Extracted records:
-- Start --

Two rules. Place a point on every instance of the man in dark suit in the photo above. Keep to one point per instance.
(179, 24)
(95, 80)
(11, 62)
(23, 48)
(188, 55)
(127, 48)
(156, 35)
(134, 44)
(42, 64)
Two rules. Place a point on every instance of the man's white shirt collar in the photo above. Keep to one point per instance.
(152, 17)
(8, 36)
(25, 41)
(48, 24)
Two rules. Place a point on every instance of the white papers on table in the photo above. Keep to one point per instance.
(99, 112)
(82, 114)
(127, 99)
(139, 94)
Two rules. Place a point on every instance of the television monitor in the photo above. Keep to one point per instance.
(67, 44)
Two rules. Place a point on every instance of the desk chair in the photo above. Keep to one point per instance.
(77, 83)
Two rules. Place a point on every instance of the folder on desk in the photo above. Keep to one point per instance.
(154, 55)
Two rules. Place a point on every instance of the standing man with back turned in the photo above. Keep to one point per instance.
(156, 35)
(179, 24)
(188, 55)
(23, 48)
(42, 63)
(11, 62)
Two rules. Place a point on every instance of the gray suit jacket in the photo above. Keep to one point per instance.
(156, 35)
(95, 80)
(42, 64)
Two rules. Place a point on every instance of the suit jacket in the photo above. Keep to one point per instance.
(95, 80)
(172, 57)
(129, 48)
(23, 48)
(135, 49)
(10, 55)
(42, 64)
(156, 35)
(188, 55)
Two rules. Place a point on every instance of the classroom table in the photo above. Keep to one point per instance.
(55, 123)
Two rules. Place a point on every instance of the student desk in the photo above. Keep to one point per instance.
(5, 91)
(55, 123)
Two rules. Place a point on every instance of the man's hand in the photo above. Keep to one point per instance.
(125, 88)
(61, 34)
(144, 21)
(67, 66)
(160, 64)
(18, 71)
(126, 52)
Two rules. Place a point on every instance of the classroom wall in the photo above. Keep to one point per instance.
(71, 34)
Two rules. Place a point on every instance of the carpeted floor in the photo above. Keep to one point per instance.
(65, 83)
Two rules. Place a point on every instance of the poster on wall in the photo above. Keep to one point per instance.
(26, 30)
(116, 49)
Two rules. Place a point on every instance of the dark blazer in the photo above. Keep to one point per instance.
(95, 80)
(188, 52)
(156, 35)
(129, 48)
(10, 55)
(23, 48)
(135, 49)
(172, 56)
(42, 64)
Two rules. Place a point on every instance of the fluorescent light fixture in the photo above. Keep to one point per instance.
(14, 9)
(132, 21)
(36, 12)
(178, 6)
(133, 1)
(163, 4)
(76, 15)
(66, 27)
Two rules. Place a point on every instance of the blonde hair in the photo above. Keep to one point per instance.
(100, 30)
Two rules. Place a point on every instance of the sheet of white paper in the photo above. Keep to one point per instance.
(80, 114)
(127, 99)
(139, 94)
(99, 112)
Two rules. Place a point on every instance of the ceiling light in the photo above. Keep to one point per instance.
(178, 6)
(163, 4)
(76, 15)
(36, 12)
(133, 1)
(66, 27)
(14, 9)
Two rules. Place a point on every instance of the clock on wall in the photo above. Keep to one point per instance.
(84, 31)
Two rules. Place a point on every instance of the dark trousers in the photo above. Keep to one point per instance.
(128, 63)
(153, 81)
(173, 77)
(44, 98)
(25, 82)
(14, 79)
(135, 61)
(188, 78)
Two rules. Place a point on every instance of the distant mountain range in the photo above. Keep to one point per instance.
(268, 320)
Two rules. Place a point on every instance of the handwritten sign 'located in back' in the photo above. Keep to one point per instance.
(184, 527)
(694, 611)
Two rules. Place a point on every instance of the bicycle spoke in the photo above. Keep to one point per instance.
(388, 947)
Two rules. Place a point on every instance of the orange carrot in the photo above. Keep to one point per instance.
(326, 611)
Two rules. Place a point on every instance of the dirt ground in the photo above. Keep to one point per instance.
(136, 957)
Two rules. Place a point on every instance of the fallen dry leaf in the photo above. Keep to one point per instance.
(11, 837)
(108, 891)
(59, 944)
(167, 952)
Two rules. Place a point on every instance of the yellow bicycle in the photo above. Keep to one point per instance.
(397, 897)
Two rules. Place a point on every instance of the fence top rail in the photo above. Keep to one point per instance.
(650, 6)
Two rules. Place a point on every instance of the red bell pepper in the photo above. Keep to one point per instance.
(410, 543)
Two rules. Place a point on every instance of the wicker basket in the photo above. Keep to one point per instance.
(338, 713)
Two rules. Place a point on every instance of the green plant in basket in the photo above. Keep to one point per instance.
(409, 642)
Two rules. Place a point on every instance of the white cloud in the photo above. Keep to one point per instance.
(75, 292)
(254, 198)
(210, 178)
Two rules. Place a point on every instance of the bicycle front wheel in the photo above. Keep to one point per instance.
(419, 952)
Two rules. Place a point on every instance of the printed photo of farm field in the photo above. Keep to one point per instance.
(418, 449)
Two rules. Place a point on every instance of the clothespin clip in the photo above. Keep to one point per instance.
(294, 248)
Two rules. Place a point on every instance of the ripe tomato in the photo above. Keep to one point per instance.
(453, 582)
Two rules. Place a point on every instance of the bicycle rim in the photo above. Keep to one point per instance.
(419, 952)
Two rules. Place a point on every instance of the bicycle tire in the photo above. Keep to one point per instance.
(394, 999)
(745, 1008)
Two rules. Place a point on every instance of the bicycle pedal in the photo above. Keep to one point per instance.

-- End --

Problem requirements:
Starting with the line that contains "Two rules. Place a point on every instance of the clothespin", output every line through the end of the listing above, unchanged.

Worked answer:
Two rules. Place a point on every instance of the clothespin clip in the photo above. Keep to one point per instance.
(294, 248)
Two rules. Place a point on every instance of the ripe tomato in the photo above. Keep to one point per instance.
(453, 582)
Two rules. Place a point on every instance of the bicycle rim in the photo above. Keep to one point per instance.
(419, 952)
Two rules. Place a point on every instance of the bicycle tire in the photo above. Keep to one point per instance.
(394, 999)
(745, 1008)
Two rules. Place a point on every instance of the bicycle pedal in the photo above. Keep to one point per instance.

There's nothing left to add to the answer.